Continue the message about evaluating expressions with pyarrow, picking up after its final sentence.

_DOCUMENT PASSAGE:_
— START —

But...while this does give you the capability to run functions, this
doesn't give you the capability to run "expressions".

Running expressions that contain both aggregate and scalar functions
is a little trickier than it may seem.  This is often done by creating
a relational algebra query from the expression.  For example, consider
the expression `sum(a * b)/sum(a)`.

We can create the query (this is totally shorthand pseudocode, the
Substrait text format isn't ready yet)

SCAN_TABLE(table) ->
  PROJECT({"a*b": multiply(field("a"), field("b"))}) ->
  GROUP_BY(keys=[], aggregates=[("a*b", "sum"), ("a", "sum")]) ->
  PROJECT({"sum(a*b)/sum(a)": divide(field("sum(a*b)"),field("sum(a)"))})

So if you wanted to create such a query plan then you could express it
in Substrait, which is a spec for expression query plans, and use our
"very new and not quite ready yet" Substrait consumer API to process
that query plan.  So if your goal is purely "how do I express a series
of compute operations as a string" then I will point out that SQL is a
very standard answer for that question and the Substrait text format
will be a new way to answer that question.

---

Ok, now everything I've written has been exclusive to pyarrow.  If I
step back and look at your original question "how can I evaluate a
dataframe-like expression against an Arrow table" I think the answer
is going to lie outside of pyarrow (some cool functions like table
group by are being added but I'm not aware of any developers whose
goal is to make a full fledged dataframe API inside of pyarrow).

— END —

Records from a point-labeling set
— START —

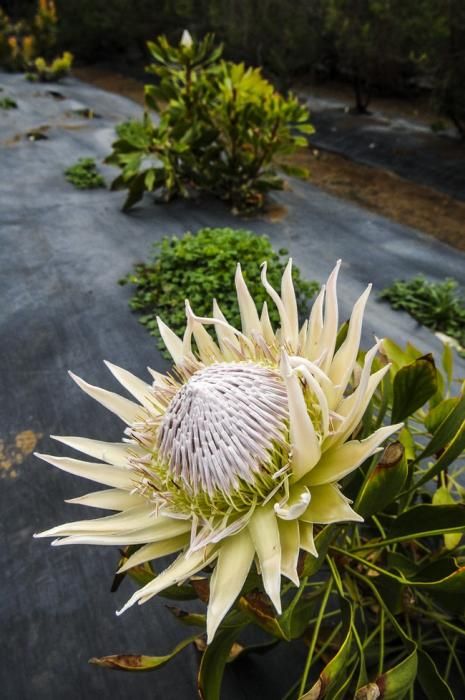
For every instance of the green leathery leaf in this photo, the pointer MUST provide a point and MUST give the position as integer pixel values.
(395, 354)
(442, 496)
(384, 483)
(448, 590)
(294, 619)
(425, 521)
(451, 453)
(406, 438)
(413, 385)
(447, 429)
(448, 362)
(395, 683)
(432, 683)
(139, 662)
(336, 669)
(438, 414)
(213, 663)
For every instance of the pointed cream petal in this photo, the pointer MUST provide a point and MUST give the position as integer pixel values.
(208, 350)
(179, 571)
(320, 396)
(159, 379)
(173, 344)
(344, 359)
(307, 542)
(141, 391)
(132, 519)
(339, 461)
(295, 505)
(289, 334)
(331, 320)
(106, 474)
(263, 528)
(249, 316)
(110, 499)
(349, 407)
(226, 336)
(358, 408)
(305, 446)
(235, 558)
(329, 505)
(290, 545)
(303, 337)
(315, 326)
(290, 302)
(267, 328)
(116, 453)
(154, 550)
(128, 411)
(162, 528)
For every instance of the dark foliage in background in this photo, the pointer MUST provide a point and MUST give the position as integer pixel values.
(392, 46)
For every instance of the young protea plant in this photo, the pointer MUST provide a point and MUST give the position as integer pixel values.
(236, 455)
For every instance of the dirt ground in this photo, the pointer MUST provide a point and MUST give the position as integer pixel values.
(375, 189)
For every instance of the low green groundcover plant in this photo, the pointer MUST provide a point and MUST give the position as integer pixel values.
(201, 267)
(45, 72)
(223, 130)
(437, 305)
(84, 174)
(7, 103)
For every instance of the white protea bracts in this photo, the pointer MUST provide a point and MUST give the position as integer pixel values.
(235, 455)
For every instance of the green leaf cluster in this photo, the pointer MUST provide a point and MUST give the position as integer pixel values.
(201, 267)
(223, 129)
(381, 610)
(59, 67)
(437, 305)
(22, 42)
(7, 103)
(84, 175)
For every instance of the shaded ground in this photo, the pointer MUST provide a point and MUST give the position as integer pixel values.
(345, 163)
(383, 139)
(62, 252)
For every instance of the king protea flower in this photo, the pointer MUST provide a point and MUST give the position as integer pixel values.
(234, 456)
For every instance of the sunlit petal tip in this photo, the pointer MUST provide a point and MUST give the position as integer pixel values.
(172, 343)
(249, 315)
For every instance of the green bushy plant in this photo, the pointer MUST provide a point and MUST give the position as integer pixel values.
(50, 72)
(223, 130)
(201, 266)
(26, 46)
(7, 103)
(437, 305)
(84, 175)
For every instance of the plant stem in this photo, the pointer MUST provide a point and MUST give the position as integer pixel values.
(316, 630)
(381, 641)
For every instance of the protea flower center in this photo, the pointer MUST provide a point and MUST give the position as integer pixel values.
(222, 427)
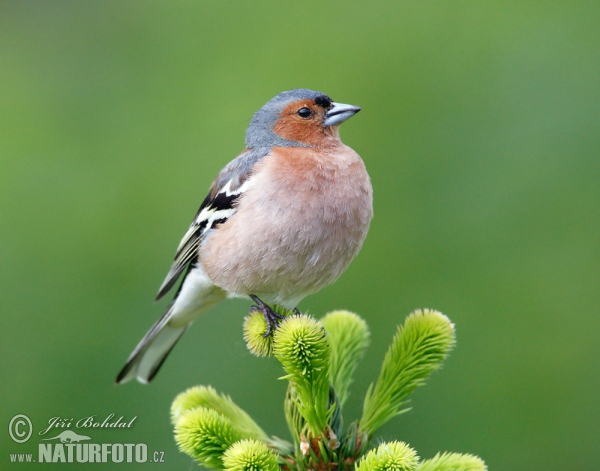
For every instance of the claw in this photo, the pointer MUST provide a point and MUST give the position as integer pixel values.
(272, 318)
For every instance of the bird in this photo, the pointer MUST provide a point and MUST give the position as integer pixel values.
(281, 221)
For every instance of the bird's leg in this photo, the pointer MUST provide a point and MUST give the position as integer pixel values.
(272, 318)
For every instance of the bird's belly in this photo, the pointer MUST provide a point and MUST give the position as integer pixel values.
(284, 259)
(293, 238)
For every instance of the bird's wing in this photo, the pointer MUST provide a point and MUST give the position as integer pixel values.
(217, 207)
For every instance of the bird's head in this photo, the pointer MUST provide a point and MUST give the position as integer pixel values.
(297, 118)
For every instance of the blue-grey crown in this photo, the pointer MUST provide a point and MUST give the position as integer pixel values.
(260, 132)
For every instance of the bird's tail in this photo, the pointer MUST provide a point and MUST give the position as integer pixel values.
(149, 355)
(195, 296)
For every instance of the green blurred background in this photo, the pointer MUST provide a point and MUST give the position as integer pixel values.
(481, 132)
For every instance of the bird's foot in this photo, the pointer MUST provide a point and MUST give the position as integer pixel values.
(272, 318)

— END —
— START —

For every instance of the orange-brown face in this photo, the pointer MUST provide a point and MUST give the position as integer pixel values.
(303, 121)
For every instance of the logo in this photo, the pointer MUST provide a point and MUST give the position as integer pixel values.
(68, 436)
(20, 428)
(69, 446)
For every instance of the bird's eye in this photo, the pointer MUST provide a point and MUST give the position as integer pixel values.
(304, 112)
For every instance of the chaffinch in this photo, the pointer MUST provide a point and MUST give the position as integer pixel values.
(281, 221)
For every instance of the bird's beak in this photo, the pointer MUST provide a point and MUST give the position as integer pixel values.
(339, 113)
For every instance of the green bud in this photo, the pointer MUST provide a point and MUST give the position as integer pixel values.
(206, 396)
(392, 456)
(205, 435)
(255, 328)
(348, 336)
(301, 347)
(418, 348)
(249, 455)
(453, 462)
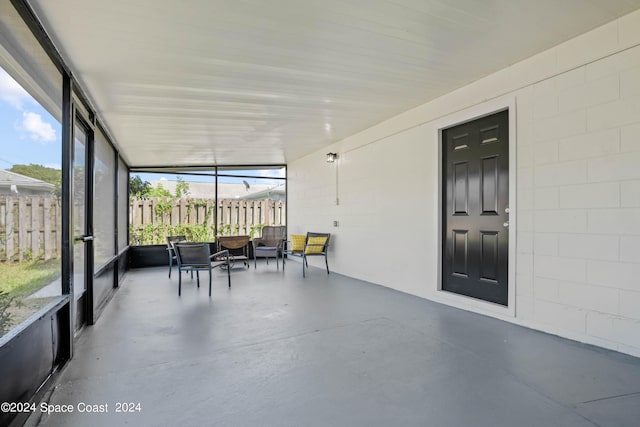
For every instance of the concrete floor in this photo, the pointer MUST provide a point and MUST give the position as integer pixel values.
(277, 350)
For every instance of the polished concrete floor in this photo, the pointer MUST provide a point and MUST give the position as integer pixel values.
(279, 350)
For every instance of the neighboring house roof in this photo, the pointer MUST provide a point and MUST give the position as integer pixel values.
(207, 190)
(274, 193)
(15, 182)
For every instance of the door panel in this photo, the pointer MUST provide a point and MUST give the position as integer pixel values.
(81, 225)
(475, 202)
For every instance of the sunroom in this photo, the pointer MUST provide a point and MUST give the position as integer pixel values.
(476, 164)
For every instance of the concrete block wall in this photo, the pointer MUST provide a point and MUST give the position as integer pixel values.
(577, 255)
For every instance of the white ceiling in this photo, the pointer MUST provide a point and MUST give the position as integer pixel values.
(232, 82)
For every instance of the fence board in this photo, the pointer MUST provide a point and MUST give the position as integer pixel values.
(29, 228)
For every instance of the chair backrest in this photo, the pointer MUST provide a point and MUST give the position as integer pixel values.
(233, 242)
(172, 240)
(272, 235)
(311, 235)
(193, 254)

— END —

_WRITTEN REPLY:_
Fortunately, the whole point of Arrow is to make it super easy for
libraries to add new functionality to your data.  There may be some
library out there that does this already, there are libraries out
there that solve similar problems like "how do I run this SQL query
against Arrow data", and there are probably libraries in development
to tackle this.  Unfortunately, I'm not knowledgeable nor qualified
enough to speak on any of these.

On Wed, Mar 30, 2022 at 1:16 AM Suresh V <[email protected]> wrote:
>
> Hi,
>
> Is there a way to evaluate mathematical expressions against columns of a 
> pyarrow table which is in memory already similar to how projections work for 
> dataset scanners?
>
> The goal is to have specify a bunch of strings like sum(a * b)/sum(a), or 
> avg(a[:10]) etc. Convert these into expressions and run against the table.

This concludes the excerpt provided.